— START OF Information shown —

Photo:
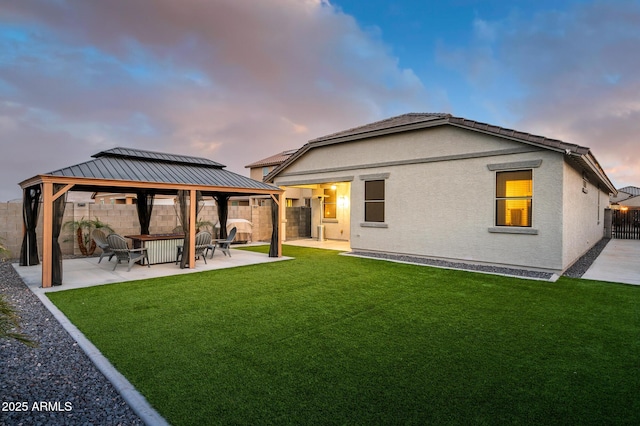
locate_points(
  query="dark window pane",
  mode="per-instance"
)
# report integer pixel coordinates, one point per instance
(374, 211)
(374, 190)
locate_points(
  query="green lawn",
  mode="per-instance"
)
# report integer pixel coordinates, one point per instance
(329, 339)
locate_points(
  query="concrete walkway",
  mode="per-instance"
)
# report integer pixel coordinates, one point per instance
(619, 262)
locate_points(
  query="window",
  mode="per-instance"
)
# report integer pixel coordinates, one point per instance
(514, 193)
(374, 201)
(329, 211)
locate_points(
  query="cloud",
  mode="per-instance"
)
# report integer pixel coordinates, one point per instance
(576, 72)
(220, 78)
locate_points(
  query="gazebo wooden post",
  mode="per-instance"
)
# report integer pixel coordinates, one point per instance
(276, 199)
(47, 234)
(193, 205)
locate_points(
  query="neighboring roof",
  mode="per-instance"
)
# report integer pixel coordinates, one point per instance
(274, 160)
(416, 121)
(156, 167)
(631, 190)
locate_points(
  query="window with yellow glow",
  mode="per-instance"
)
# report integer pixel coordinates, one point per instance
(514, 193)
(374, 201)
(329, 211)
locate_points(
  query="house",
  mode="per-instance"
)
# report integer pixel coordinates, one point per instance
(627, 197)
(258, 170)
(444, 187)
(261, 168)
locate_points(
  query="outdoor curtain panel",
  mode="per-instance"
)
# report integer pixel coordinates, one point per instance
(273, 247)
(144, 207)
(30, 209)
(58, 213)
(222, 200)
(182, 210)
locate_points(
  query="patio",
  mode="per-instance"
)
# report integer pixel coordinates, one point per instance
(86, 272)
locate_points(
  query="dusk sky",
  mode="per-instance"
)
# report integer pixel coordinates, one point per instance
(239, 80)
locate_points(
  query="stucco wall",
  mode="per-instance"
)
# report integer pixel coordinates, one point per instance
(583, 217)
(444, 206)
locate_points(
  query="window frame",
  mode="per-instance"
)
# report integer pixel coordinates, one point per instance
(375, 201)
(333, 204)
(498, 199)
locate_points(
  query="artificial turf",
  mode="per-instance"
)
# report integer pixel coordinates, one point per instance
(329, 339)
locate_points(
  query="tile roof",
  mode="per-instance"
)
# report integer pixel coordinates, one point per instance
(409, 122)
(274, 160)
(147, 166)
(633, 190)
(415, 121)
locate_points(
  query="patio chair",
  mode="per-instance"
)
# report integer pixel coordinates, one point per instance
(122, 251)
(101, 241)
(223, 244)
(203, 240)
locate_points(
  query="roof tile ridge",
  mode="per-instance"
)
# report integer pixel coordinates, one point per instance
(530, 137)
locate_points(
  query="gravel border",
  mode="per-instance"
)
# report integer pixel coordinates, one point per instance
(578, 269)
(57, 372)
(521, 273)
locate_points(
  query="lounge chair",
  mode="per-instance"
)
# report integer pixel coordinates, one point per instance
(122, 251)
(101, 241)
(203, 240)
(223, 244)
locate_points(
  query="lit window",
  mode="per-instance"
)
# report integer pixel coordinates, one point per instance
(514, 192)
(374, 201)
(329, 211)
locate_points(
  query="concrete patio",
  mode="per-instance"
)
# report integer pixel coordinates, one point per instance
(86, 272)
(619, 262)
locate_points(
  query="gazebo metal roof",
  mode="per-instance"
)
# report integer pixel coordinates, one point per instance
(125, 164)
(132, 170)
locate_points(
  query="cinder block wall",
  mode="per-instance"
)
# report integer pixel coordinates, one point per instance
(123, 219)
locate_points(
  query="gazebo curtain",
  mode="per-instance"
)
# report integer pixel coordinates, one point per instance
(182, 210)
(222, 200)
(30, 210)
(58, 213)
(273, 247)
(144, 207)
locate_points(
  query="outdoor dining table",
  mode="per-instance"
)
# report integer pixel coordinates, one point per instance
(162, 248)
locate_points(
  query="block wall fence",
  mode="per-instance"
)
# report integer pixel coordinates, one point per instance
(123, 218)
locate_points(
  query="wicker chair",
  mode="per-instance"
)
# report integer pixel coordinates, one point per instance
(223, 244)
(203, 240)
(123, 253)
(101, 241)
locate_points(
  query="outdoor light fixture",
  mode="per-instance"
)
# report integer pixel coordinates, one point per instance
(343, 201)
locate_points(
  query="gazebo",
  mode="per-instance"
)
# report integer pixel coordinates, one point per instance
(145, 173)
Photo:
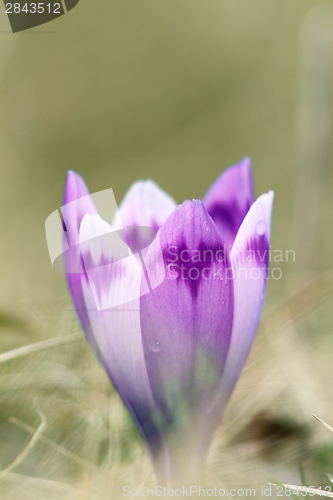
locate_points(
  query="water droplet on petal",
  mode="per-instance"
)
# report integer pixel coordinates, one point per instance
(261, 227)
(155, 346)
(173, 272)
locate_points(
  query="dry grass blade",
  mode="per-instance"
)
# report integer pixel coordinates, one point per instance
(322, 422)
(53, 445)
(29, 447)
(39, 346)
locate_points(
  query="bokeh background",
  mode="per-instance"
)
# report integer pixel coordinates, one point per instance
(176, 91)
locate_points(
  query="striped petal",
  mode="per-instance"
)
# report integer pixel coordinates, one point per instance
(113, 333)
(143, 211)
(230, 198)
(186, 325)
(144, 204)
(250, 263)
(76, 204)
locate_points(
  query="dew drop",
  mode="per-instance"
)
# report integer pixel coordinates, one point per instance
(155, 346)
(173, 272)
(261, 227)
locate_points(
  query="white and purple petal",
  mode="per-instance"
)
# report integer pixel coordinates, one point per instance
(230, 198)
(250, 262)
(186, 324)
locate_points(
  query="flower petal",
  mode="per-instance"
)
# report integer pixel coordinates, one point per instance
(113, 334)
(111, 289)
(76, 191)
(186, 322)
(230, 198)
(145, 204)
(143, 210)
(250, 262)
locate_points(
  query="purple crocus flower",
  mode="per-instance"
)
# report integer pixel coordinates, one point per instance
(177, 338)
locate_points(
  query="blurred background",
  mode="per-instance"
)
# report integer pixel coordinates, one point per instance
(175, 91)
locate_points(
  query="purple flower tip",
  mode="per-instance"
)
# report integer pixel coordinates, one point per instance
(173, 322)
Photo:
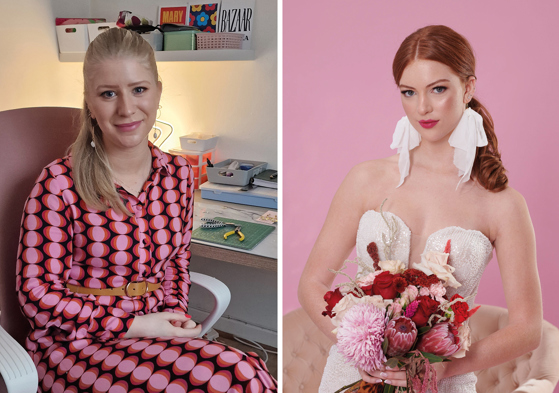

— END OF Information shown —

Exercise: Return every line of the records above that contains the string "patio", unchanged and in its original order.

Answer for this exercise:
  query="patio",
  query="patio chair",
  query="concrete patio",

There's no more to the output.